=== DATA SUPPLIED ===

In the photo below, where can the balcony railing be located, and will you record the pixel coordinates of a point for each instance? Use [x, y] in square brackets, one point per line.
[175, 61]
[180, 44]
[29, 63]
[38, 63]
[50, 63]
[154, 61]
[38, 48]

===

**WORK REQUEST:** Please output every record exactly as it appears.

**RESPONSE AREA:**
In the photo below, where can the balcony railing be located, and will you record the pixel coordinates of a point for each instance? Use [x, y] in square brackets, one point per line.
[175, 61]
[180, 44]
[29, 63]
[38, 63]
[50, 63]
[154, 61]
[38, 48]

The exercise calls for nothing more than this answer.